§ **Description of the task**: Starting from the line in which "Target: train" appears, set down each line exactly through the end of the listing, and nothing else. Leave out pictures.

**** Records supplied ****

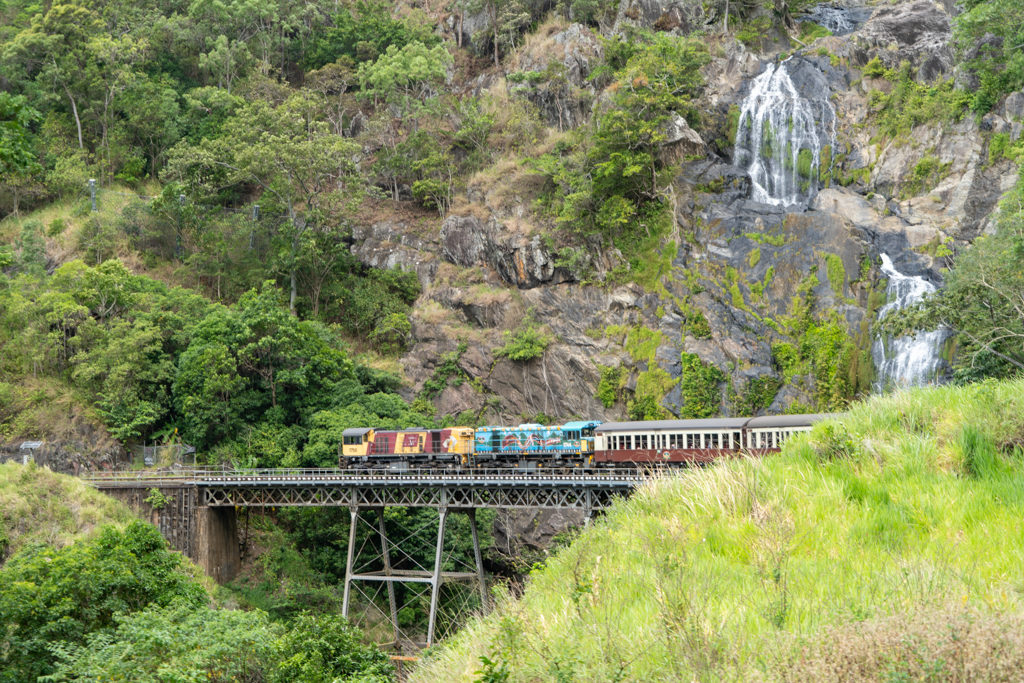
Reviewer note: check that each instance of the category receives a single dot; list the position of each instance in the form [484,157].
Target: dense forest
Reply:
[245,225]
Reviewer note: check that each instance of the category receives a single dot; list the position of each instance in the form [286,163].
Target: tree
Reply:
[17,155]
[291,157]
[51,597]
[989,35]
[404,76]
[982,300]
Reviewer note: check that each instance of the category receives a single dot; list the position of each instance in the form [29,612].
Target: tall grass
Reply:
[907,509]
[40,506]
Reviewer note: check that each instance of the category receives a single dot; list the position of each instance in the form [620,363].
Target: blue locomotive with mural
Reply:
[536,439]
[582,443]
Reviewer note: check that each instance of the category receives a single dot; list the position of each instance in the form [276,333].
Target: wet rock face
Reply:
[918,32]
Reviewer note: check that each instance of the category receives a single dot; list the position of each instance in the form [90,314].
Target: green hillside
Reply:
[898,525]
[38,506]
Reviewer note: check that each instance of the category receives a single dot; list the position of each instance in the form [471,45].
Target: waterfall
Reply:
[780,132]
[909,360]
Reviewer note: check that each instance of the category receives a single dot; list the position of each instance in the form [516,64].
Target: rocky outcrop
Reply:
[553,74]
[394,245]
[520,260]
[735,264]
[521,532]
[918,32]
[86,453]
[678,16]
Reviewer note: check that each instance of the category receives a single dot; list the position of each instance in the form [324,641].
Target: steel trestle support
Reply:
[433,577]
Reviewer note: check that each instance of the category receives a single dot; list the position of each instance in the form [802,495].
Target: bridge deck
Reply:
[458,488]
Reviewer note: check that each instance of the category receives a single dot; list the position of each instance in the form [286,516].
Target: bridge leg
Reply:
[435,581]
[354,513]
[476,556]
[387,572]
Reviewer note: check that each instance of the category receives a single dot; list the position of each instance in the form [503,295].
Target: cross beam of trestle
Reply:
[433,577]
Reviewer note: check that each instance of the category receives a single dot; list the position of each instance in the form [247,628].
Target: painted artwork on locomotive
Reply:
[581,443]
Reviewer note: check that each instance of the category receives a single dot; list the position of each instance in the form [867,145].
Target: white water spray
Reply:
[909,360]
[779,138]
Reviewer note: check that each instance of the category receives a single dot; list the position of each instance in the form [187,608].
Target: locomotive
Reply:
[573,444]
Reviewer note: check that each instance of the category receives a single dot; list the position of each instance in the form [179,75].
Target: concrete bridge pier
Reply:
[217,543]
[206,535]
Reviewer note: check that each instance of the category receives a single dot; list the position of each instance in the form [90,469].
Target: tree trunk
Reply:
[78,121]
[295,248]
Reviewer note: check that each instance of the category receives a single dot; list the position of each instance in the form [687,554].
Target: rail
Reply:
[493,476]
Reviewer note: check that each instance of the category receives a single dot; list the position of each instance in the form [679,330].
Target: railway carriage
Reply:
[582,443]
[668,440]
[694,440]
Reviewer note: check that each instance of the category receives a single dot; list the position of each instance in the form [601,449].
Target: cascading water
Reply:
[782,133]
[909,360]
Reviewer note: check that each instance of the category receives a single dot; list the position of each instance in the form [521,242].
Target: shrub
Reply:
[699,384]
[608,385]
[524,344]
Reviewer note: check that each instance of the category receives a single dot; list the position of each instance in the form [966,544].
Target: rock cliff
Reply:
[735,268]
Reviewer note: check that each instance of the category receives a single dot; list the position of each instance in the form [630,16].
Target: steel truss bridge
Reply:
[372,555]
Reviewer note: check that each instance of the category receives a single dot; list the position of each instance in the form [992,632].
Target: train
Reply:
[588,443]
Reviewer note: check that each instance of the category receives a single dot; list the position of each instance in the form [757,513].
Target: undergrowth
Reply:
[884,545]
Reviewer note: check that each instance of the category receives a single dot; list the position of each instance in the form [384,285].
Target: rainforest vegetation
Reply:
[181,187]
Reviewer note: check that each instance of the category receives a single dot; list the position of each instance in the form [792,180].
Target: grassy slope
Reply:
[39,506]
[747,569]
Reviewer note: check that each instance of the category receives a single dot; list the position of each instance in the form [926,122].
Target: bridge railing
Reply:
[455,474]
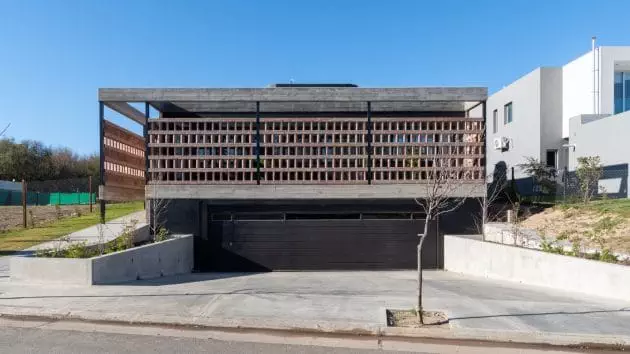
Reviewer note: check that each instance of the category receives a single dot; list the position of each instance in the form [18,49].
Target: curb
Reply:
[507,338]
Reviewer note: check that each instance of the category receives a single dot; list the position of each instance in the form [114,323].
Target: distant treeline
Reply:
[33,161]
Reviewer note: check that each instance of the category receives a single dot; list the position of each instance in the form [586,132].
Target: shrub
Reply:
[162,234]
[588,172]
[58,212]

****

§ **Worked solution**:
Target: train
Reply:
[588,443]
Reviewer note: check that each instance of the category receives a single dot; list the position of each instance in the form [757,513].
Target: undergrowth
Reply:
[884,545]
Reviewer note: check that each instance of the category receives a single dot; list the position of each instance in the form [384,285].
Target: rainforest vegetation
Reply:
[181,187]
Reviewer note: check that each instance of the category receives a single dot; list the position of each instance in the form [792,180].
Target: grassy slope
Reply:
[39,506]
[747,569]
Reviewer note: check that each instance of the category receives a single dot; list the position of each instance in the form [926,122].
Target: bridge railing
Reply:
[455,474]
Reviewer note: check that each instance of the category receives a single dot; list the position of each instance in the form [18,49].
Target: curb
Reply:
[507,338]
Reviewer note: check that each instance of the category receives a single dot; list the position of each instance in the form [114,323].
Target: distant treeline
Reply:
[33,161]
Reviewer note: check that each instance of the category receives a single dot; list the position of each instance in the form [586,132].
Target: shrub
Reply:
[162,234]
[588,172]
[58,212]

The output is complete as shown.